GIVEN PROBLEM: Retype the records below exactly as they appear.

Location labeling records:

•••

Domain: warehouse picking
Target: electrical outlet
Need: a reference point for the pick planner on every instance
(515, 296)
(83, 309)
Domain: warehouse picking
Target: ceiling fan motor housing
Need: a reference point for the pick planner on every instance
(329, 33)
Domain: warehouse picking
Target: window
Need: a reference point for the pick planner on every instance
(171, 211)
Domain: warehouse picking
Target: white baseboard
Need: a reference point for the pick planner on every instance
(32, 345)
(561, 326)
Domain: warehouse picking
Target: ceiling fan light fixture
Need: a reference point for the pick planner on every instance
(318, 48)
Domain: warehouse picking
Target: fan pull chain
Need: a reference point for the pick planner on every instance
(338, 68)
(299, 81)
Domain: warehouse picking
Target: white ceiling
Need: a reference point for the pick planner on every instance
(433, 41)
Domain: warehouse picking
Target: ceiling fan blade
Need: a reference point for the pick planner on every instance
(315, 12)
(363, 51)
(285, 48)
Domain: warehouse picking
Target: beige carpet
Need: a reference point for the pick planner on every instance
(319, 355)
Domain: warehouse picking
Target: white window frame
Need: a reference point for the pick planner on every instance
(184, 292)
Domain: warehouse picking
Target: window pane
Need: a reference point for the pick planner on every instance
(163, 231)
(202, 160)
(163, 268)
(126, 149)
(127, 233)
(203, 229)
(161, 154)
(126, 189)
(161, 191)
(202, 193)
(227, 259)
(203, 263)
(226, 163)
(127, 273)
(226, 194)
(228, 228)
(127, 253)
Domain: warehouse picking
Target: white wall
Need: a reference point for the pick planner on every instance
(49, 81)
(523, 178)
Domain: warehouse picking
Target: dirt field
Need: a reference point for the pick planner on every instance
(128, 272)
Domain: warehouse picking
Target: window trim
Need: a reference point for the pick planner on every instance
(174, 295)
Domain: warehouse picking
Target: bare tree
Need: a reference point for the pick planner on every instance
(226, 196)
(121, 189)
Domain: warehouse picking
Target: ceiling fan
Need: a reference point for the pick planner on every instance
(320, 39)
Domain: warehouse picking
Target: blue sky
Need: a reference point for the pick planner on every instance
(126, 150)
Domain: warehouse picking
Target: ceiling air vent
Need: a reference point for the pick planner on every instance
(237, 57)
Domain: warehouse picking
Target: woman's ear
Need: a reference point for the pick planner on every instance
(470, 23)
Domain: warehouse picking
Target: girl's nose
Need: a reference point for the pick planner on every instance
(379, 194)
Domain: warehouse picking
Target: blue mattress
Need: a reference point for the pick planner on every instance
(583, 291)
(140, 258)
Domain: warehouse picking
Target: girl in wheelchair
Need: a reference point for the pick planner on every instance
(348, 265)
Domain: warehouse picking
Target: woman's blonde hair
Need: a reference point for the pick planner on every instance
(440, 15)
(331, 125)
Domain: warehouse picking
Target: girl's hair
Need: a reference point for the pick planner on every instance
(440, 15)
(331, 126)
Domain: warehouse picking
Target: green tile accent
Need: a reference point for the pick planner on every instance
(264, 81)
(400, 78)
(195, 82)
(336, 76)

•••

RESULT OF THE EXERCISE:
Domain: warehouse picking
Target: electrical outlet
Need: a reference point for the pick planner on every instance
(515, 296)
(83, 309)
Domain: warehouse picking
Target: ceiling fan motor housing
Need: a reference point for the pick planner on every instance
(329, 33)
Domain: warehouse picking
Target: window
Need: a reference point for the pick planner on every instance
(171, 211)
Domain: warehouse picking
Target: white baseboard
Need: a reference point for the pick planner on every instance
(32, 345)
(561, 326)
Domain: warehouse picking
Target: ceiling fan light fixture
Need: a reference point for the pick planner on every instance
(318, 48)
Domain: warehouse picking
Target: fan pull chain
Need: a reference point for the pick planner on every instance
(338, 68)
(299, 81)
Domain: warehouse picking
Target: white ceiling
Need: a reference point for the pick planner on every instance
(433, 41)
Domain: warehouse picking
Target: ceiling fan blade
Need: a reference point for the pick planner on every instance
(315, 12)
(363, 51)
(285, 48)
Domain: warehouse picking
Target: beige carpet
Need: a reference point for the pick planner on every instance
(319, 355)
Domain: warehouse picking
Target: white window frame
Need: a reference point for the pick planner on every instance
(184, 292)
Domain: warehouse picking
Target: window pane
Need: a reference point for the pick planner on every instance
(163, 231)
(202, 160)
(163, 268)
(126, 149)
(127, 233)
(203, 229)
(161, 154)
(126, 189)
(161, 191)
(202, 193)
(227, 259)
(203, 263)
(226, 163)
(127, 273)
(226, 194)
(228, 228)
(127, 253)
Domain: warehouse picking
Target: white wall
Need: a reference point for the pick planner on every instance
(49, 81)
(523, 178)
Domain: warehouse picking
Target: dirt field
Need: a reference point for the pick planner on every instance
(128, 272)
Domain: warehouse picking
Target: window trim
Need: a reference point for the pick planner on every instance
(174, 295)
Domain: warehouse picking
Target: bare tree
Need: a reference point for the pick planner on every instance
(226, 196)
(121, 189)
Domain: warehouse picking
Target: ceiling fan
Need: a reference point for the pick planner on every instance
(320, 39)
Domain: warehouse picking
Target: blue sky
Need: a reference point for the pick planner on every instance
(126, 150)
Domain: warehouse picking
Target: ceiling air vent
Need: a reference point for the pick planner on every instance
(237, 57)
Domain: warehouse picking
Target: woman's ear
Need: a reference point for the pick planner on every instance
(470, 23)
Domain: warehouse picking
Target: girl's nose
Need: a reference point for the pick planner on every instance
(379, 194)
Domain: warehouse picking
Target: blue mattress
Need: a reference point for the pick planner on every instance
(583, 291)
(140, 258)
Domain: warehouse picking
Target: girl in wheelchair
Need: a reference point for the pick planner on every instance
(348, 265)
Domain: warehouse picking
Target: woman's blonde hair
Need: a reference point for the pick planner on every instance
(440, 15)
(331, 125)
Domain: warehouse picking
Target: girl's hair
Need: a reference point for the pick planner on every instance
(440, 15)
(331, 126)
Domain: warehouse picking
Target: green tile accent
Need: a reference point for the pick planner on every instance
(264, 81)
(400, 78)
(195, 82)
(336, 76)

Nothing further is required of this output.